* [Given task]: Copy the lines below verbatim, but only from the line containing "Guideline — for every instance of the white dinner" through the end of the data.

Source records
···
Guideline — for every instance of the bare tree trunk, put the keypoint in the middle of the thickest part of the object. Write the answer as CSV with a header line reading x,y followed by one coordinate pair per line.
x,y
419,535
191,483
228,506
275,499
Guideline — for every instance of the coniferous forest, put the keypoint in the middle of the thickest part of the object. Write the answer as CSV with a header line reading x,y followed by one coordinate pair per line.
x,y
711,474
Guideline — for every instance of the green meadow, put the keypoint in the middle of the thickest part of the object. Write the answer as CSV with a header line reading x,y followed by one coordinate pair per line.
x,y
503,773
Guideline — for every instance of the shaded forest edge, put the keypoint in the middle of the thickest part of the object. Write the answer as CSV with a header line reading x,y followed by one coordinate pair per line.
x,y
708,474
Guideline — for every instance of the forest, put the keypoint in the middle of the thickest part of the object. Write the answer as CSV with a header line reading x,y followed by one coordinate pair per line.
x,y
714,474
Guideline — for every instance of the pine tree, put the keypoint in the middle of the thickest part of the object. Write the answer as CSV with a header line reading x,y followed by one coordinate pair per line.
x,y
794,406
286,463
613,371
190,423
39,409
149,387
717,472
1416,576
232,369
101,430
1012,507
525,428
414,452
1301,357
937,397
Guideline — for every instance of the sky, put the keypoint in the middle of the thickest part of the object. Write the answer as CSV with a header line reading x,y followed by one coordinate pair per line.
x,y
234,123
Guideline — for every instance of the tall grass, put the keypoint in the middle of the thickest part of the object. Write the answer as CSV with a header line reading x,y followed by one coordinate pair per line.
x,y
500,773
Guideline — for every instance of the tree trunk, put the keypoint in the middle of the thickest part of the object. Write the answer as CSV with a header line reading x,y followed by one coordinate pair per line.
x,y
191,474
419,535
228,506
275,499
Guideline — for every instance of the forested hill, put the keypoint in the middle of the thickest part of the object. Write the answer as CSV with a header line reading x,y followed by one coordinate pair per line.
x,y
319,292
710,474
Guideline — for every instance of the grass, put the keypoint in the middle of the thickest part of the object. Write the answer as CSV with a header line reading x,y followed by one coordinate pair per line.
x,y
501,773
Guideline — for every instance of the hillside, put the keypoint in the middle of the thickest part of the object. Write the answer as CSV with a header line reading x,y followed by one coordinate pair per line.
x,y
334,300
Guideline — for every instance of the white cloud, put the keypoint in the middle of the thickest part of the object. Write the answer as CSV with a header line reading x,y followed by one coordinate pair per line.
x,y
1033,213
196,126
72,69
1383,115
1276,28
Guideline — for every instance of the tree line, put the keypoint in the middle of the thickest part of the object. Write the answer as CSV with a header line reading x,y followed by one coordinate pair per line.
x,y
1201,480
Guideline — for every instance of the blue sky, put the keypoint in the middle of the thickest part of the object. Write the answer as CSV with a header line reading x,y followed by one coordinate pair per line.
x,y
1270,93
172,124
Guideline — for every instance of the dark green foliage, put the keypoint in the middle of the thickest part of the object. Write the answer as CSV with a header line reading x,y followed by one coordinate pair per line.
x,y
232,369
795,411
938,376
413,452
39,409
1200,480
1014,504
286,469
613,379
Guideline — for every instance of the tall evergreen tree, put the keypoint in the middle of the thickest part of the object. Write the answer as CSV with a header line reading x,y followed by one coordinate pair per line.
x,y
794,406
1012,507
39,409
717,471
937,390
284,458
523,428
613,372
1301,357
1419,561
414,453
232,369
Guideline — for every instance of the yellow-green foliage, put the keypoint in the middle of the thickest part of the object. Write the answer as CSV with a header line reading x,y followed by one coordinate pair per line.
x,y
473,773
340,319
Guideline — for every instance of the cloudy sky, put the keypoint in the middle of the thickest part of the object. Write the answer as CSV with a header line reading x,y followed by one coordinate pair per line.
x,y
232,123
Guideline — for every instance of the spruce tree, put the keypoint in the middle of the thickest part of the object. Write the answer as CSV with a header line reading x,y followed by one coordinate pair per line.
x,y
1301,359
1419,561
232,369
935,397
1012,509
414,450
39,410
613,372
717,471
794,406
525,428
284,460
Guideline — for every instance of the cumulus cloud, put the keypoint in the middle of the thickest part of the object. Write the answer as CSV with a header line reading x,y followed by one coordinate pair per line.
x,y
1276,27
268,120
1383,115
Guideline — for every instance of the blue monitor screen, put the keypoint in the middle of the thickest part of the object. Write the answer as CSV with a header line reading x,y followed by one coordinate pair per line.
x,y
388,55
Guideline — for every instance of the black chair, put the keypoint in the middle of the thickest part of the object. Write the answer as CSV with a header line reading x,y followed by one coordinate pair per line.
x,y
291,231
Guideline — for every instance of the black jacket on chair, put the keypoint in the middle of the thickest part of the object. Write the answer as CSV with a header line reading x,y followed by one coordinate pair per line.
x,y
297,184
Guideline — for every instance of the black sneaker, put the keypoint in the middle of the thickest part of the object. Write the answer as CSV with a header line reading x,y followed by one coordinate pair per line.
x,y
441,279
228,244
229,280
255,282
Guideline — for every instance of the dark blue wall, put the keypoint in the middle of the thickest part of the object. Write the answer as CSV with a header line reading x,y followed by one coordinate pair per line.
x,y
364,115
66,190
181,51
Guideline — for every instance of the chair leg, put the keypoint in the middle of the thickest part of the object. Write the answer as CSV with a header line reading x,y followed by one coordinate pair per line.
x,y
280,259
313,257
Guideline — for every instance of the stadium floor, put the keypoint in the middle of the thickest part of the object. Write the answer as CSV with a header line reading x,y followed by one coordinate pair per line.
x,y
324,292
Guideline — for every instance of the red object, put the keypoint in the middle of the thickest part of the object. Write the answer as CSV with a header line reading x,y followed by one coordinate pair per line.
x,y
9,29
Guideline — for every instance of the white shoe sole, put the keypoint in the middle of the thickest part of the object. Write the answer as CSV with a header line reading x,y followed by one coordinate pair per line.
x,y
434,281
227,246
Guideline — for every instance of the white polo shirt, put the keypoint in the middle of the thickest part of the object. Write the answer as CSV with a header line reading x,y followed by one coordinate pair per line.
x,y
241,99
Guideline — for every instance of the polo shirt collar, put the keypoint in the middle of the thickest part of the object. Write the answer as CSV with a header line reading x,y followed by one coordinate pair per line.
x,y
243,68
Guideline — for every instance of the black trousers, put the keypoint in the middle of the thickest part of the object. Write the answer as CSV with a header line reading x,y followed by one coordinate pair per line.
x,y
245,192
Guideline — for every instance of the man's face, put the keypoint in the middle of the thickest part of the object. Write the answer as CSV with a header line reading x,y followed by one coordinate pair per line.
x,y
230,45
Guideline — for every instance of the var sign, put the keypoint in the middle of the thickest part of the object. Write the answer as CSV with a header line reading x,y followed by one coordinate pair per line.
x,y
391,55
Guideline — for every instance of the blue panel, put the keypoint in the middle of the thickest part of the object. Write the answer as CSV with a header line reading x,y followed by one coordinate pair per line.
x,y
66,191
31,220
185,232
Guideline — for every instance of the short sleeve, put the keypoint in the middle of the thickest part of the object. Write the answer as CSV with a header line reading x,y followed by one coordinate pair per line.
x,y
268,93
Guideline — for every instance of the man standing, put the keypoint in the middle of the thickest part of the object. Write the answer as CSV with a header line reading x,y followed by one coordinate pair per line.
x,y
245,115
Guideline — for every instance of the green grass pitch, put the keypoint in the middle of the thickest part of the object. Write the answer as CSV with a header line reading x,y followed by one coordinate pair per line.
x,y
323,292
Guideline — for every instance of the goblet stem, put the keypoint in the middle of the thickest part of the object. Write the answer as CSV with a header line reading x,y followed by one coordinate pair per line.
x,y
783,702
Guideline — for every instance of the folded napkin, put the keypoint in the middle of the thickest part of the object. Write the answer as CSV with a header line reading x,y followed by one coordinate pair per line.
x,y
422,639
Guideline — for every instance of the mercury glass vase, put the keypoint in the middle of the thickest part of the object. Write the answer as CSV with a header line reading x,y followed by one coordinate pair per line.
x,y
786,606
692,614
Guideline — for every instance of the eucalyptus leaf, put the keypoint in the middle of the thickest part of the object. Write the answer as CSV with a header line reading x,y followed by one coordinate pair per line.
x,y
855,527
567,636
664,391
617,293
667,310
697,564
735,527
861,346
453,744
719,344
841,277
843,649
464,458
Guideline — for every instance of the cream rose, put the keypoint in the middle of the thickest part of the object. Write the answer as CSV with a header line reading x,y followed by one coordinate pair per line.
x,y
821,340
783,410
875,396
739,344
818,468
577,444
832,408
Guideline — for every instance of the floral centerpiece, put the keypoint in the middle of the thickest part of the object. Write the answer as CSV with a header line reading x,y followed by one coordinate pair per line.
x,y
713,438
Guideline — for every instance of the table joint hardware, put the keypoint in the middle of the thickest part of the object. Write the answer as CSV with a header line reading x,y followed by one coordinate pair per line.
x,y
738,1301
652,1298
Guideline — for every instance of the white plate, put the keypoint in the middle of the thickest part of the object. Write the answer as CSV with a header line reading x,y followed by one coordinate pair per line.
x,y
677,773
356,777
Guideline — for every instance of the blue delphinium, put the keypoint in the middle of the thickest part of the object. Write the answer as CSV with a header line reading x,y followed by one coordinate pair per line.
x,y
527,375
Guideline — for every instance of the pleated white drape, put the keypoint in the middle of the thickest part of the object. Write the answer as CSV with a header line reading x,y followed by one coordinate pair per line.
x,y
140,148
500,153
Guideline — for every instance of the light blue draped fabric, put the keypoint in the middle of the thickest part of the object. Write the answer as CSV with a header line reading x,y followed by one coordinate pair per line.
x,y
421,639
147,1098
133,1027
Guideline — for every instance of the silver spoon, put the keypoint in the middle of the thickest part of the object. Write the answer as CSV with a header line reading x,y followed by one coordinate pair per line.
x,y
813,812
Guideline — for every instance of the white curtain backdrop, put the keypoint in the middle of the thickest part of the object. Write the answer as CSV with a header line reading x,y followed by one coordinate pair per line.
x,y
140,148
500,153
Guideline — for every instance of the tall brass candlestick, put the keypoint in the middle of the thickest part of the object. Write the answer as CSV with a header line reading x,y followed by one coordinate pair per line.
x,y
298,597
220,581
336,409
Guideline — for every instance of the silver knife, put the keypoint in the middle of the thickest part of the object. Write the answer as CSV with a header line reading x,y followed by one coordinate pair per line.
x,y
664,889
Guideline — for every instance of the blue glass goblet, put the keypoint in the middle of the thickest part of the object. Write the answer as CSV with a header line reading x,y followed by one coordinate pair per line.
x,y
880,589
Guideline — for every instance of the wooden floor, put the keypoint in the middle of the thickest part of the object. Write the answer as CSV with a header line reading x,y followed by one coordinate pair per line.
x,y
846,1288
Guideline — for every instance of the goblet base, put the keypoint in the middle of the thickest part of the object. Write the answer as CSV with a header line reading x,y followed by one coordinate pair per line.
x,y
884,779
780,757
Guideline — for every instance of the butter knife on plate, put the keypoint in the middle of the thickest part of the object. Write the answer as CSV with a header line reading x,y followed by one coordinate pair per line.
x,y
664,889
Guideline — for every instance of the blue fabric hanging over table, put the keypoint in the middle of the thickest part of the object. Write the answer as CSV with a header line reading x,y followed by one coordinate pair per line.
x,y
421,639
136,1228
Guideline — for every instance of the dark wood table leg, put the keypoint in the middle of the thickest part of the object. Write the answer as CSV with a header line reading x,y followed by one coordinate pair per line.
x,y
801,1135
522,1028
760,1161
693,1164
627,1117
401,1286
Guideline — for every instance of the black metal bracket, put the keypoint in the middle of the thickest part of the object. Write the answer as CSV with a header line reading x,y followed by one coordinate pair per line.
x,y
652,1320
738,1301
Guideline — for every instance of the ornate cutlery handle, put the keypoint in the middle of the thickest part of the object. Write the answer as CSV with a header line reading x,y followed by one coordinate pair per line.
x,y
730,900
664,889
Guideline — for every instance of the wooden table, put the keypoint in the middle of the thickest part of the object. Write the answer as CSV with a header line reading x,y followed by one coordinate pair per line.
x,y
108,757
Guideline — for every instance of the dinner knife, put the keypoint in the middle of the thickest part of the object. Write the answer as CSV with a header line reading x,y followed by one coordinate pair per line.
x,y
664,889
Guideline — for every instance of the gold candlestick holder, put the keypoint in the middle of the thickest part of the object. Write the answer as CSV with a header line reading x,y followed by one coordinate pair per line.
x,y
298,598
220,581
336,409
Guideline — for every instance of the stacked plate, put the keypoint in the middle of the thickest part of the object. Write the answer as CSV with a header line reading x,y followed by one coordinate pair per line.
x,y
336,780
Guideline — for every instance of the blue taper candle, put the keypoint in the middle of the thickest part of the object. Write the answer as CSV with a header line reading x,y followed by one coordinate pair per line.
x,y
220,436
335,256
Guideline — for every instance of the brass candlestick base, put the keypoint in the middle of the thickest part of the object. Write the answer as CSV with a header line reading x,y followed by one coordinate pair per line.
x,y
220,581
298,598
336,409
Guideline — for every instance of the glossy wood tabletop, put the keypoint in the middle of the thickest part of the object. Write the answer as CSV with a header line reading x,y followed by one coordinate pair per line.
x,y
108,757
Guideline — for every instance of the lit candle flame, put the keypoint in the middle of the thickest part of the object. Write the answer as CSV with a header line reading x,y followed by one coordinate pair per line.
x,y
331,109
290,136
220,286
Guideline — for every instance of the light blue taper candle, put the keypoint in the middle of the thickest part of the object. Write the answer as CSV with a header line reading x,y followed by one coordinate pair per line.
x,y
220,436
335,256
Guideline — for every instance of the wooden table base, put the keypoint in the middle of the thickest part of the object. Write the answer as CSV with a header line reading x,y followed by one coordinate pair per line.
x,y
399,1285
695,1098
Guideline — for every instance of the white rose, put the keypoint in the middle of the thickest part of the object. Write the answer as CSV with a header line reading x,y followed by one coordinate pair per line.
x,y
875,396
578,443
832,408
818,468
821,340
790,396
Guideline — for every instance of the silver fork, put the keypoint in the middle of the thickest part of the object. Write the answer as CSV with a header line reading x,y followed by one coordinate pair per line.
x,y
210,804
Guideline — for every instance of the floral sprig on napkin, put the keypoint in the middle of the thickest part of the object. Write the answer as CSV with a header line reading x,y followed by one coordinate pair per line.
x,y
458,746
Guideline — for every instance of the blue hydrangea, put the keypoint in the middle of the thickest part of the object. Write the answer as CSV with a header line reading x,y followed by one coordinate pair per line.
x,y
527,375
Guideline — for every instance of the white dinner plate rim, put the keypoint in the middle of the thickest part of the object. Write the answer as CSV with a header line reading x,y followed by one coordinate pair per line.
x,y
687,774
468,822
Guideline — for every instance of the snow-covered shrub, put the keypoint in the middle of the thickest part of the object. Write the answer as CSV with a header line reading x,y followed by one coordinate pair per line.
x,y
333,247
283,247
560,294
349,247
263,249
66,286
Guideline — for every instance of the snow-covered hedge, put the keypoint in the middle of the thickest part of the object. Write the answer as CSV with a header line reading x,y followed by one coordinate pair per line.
···
* [Result]:
Guideline — for every instance of the white dinner plate rim, put the keypoint in the middle of the thickest part of the object. Write the answer as CSV with a header line reading x,y followed by one coordinate pair per line.
x,y
687,774
468,822
Guideline — for every instance of the snow-covered shrub, put the keypoint in the middle of the thickest part of the object. Write the answer as CSV with a header line reading x,y followed by one coordinate pair per line.
x,y
333,247
283,247
560,294
349,247
263,249
66,286
Guideline — for every instance of the snow-covered hedge, put the keypoint in the middle of the thickest part of the object. Write the answer as CSV with a header line reading x,y followed by one coordinate pair per line.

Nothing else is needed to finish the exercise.